====== Segmento del documento ======
1) Vedere in diretta la nascita di una nuova (vecchia) era

È un po’ come essere lì a riprendere con un Super8 gli incerti passi di un Ichthyostega sulla terraferma (questo tetrapode è considerato il primo animale vertebrato ad essere in grado di vivere fuori dall’acqua). Già perché giocare con il Super Nintendo Mini significa toccare con mano l’alba del pianeta dei videogiochi, andando direttamente a provare la prima edizione di Super Mario oppure il primo capitolo di The Legend of Zelda. Avere a che fare con questi totem della cultura pop occidentale provoca un’emozione paragonabile alla scoperta dei resti di una civiltà perduta: che siano i templi dei khmer o le astronavi interstellari di Galaga fa poca differenza.
======
• **Cosa fare**:
**1.** Elenca tutti i titoli di videogiochi citati nel testo sul Super Nintendo Mini.
**2.** Riscrivi il passo del testo sul Super Nintendo Mini da "1) Vedere in" fino a "di Galaga fa poca differenza." compreso, sostituendo "Super8" con "telecamera".
**3.** Rispondi su righe separate alle seguenti domande sul testo sul Super Nintendo Mini.
(a) Quale animale è considerato il primo vertebrato in grado di vivere fuori dall'acqua?
(b) Di quale gioco il testo menziona il primo capitolo?
(c) A che cosa è paragonabile l'emozione provocata dal contatto con questi totem della cultura pop occidentale?
====== Segmento di dati ======
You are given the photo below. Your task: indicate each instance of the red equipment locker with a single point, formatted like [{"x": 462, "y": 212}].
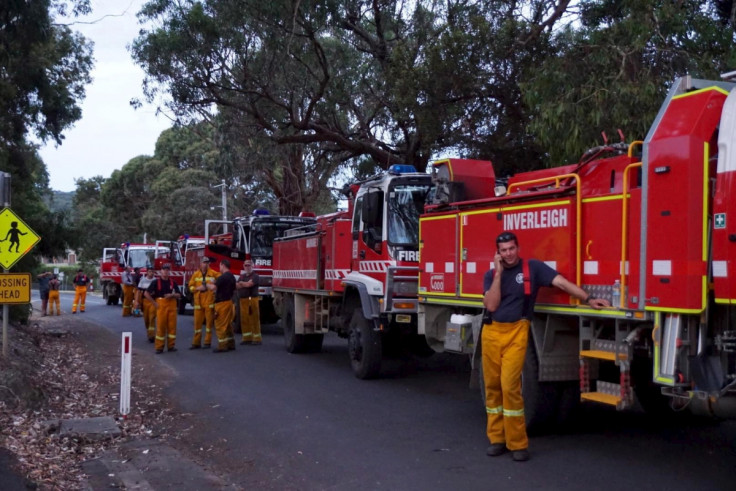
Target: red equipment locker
[{"x": 679, "y": 155}]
======
• **Risposte**:
**1.**
Super Mario
The Legend of Zelda
Galaga

**2.**
1) Vedere in diretta la nascita di una nuova (vecchia) era

È un po’ come essere lì a riprendere con un telecamera gli incerti passi di un Ichthyostega sulla terraferma (questo tetrapode è considerato il primo animale vertebrato ad essere in grado di vivere fuori dall’acqua). Già perché giocare con il Super Nintendo Mini significa toccare con mano l’alba del pianeta dei videogiochi, andando direttamente a provare la prima edizione di Super Mario oppure il primo capitolo di The Legend of Zelda. Avere a che fare con questi totem della cultura pop occidentale provoca un’emozione paragonabile alla scoperta dei resti di una civiltà perduta: che siano i templi dei khmer o le astronavi interstellari di Galaga fa poca differenza.

**3.**
(a) L'Ichthyostega.
(b) The Legend of Zelda.
(c) Alla scoperta dei resti di una civiltà perduta.